Extrait.
8. L'article 99-3 du code de procédure pénale permet au juge d'instruction ou à un officier de police judiciaire commis par lui, dans le cadre d'une information judiciaire, de requérir par tout moyen des documents intéressant l'instruction détenus par toute personne publique ou privée, y compris ceux issus d'un système informatique ou d'un traitement de données nominatives, sans que puisse lui être opposée, sans motif légitime, l'obligation au secret professionnel.

9. L'article 99-4 du même code prévoit notamment que, pour les nécessités de l'exécution d'une commission rogatoire, un officier de police judiciaire peut requérir d'un organisme public ou de certaines personnes morales de droit privé, par voie télématique ou informatique, la mise à disposition d'informations utiles à la manifestation de la vérité non protégées par un secret prévu par la loi, contenues dans un système informatique ou un traitement de données nominatives.

10. En permettant de requérir des informations issues d'un système informatique ou d'un traitement de données nominatives, les dispositions contestées de ces articles autorisent le juge d'instruction ainsi que l'officier de police judiciaire à se faire communiquer des données de connexion ou à y avoir accès.

11. Les données de connexion comportent notamment les données relatives à l'identification des personnes, à leur localisation et à leurs contacts téléphoniques et numériques ainsi qu'aux services de communication au public en ligne qu'elles consultent. Compte tenu de leur nature, de leur diversité et des traitements dont elles peuvent faire l'objet, les données de connexion fournissent sur les personnes en cause ainsi que, le cas échéant, sur des tiers, des informations nombreuses et précises, particulièrement attentatoires à leur vie privée.

Consigne. Comment traduire en anglais cette phrase de l'extrait sur les données de connexion : « Les données de connexion comportent notamment les données relatives à l'identification des personnes, à leur localisation et à leurs contacts téléphoniques et numériques ainsi qu'aux services de communication au public en ligne qu'elles consultent. » ? Les données constituent un ensemble indépendant de l'extrait.

Données fournies.
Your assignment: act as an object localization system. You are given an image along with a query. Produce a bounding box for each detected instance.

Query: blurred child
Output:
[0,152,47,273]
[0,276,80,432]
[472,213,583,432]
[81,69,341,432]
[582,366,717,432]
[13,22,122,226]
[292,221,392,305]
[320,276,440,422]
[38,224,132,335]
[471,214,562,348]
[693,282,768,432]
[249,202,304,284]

Réponse. Connection data include, in particular, data relating to the identification of persons, to their location and to their telephone and digital contacts, as well as to the online public communication services they consult.